- **Fragmento del texto**:
────────────────────────────────────────

28 noviembre 2013
Pareciera que hay modos específicos para tratar las noticias internacionales en los medios globales, es decir, en aquellos que se encargan de escenificar, a través de fuentes (políticas) muy bien escogidas, las informaciones que surgen en determinadas naciones pero que, por interés propio o ajeno, influyen en el resto del mundo o en los inmediatamente vecinos. El domingo pasado puse mucha atención a la forma cómo la CNN cubrió las elecciones en Honduras, y, parafraseando el nombre, noté que no entró en honduras al enfocar lo que sucedía allí, al margen de las pequeñas vicisitudes de una jornada de votaciones.
Porque si se mira bien, la realidad hondureña está lejos de las mesas del sufragio, lejos de las candidaturas de derecha o izquierda y lejos de las cámaras de fin de semana. El desangre social de Honduras no parece comprenderse en la dimensión que deberían –y deberíamos- otorgarle a lo centroamericano, pues no solo es la pobreza y la inequidad económica lo que oprime a ese país sino la paulatina pulverización de algunas instituciones frente a problemas distintos pero de alcance interno y externo, tales como el narcotráfico, el pandillerismo y el crimen organizado. Y de esto, en serio y con rigurosidad, nadie habló ni dentro ni fuera de Honduras. Y de esto, en serio, nadie sabe cómo librarse; porque militarizar las fronteras y las calles hondureñas no es una propuesta que alcance a sopesar la gravedad de esos fenómenos.

────────────────────────────────────────

- **Registros de entrada**:
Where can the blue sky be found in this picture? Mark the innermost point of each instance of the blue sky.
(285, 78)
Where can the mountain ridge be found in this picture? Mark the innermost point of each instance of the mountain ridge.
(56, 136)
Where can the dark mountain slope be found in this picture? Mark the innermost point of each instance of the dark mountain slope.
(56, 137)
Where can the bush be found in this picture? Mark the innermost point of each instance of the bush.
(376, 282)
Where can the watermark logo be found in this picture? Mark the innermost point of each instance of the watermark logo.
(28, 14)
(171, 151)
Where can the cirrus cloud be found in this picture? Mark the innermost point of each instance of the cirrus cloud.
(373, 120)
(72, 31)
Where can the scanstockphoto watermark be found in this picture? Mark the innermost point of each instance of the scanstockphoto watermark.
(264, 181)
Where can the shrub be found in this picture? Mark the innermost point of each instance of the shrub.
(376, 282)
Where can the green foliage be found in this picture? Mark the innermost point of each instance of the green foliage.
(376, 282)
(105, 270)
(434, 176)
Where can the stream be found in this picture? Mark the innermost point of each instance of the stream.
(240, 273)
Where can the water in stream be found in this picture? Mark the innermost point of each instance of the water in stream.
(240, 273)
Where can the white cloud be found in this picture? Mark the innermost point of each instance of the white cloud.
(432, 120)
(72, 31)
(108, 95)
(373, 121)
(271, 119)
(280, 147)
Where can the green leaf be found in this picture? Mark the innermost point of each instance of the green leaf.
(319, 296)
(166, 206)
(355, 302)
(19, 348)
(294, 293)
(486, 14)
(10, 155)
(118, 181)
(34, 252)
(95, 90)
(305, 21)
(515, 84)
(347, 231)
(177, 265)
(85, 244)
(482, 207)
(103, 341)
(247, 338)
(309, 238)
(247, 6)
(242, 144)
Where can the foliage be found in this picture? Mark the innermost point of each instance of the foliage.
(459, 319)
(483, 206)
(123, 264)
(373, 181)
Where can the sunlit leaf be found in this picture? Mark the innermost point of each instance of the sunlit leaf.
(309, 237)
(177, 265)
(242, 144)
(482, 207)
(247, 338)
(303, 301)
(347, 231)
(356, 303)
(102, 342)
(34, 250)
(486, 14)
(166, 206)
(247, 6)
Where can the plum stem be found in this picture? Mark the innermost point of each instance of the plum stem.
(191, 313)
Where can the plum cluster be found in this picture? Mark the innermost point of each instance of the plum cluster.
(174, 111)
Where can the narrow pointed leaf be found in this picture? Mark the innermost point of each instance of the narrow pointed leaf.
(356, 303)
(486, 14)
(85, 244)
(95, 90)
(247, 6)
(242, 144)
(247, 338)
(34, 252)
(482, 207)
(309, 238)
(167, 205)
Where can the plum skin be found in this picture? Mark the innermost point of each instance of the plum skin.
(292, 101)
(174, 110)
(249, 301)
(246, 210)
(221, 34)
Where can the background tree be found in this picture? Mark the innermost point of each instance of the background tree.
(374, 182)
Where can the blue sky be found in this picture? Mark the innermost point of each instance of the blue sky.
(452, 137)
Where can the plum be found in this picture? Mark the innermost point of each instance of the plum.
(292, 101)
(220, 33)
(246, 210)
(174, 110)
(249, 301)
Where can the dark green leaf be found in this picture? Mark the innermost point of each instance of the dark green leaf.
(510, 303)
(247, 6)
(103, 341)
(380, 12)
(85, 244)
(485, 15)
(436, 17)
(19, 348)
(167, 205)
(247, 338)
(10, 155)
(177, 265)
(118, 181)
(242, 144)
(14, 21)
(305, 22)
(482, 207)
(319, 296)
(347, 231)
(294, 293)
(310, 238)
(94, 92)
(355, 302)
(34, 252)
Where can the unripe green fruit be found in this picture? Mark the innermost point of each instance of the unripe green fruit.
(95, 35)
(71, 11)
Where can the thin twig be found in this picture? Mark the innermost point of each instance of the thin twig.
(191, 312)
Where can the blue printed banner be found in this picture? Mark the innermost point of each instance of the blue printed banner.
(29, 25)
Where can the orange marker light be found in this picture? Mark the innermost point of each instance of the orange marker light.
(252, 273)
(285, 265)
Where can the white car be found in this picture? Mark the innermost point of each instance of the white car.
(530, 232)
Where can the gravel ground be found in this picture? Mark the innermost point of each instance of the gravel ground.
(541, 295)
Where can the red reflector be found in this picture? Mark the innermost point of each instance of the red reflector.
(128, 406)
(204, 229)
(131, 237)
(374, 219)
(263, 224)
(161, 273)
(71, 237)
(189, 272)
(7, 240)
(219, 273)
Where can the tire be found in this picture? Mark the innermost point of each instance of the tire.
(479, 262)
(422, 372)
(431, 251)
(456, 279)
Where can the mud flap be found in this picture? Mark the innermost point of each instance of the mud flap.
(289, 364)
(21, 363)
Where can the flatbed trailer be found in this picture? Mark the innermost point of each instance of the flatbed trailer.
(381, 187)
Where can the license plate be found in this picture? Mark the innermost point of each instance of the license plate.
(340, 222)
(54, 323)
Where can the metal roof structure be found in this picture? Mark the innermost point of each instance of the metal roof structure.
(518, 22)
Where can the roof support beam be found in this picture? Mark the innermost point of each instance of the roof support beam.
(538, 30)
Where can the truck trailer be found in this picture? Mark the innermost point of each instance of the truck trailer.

────────────────────────────────────────

- **Qué hacer**:
• a. En el fragmento sobre Honduras, ¿qué problemas de alcance interno y externo se nombran como ejemplos?
• b. Vuelve a escribir los registros desde la línea que contiene "Where can the metal" hasta el final de los registros, ambos extremos incluidos, con las preguntas, y suma 143 a cada número de las coordenadas de las respuestas.

- **Respuestas dadas**:
• a. El narcotráfico, el pandillerismo y el crimen organizado.

• b.
Where can the metal roof structure be found in this picture? Mark the innermost point of each instance of the metal roof structure.
(661, 165)
Where can the roof support beam be found in this picture? Mark the innermost point of each instance of the roof support beam.
(681, 173)
Where can the truck trailer be found in this picture? Mark the innermost point of each instance of the truck trailer.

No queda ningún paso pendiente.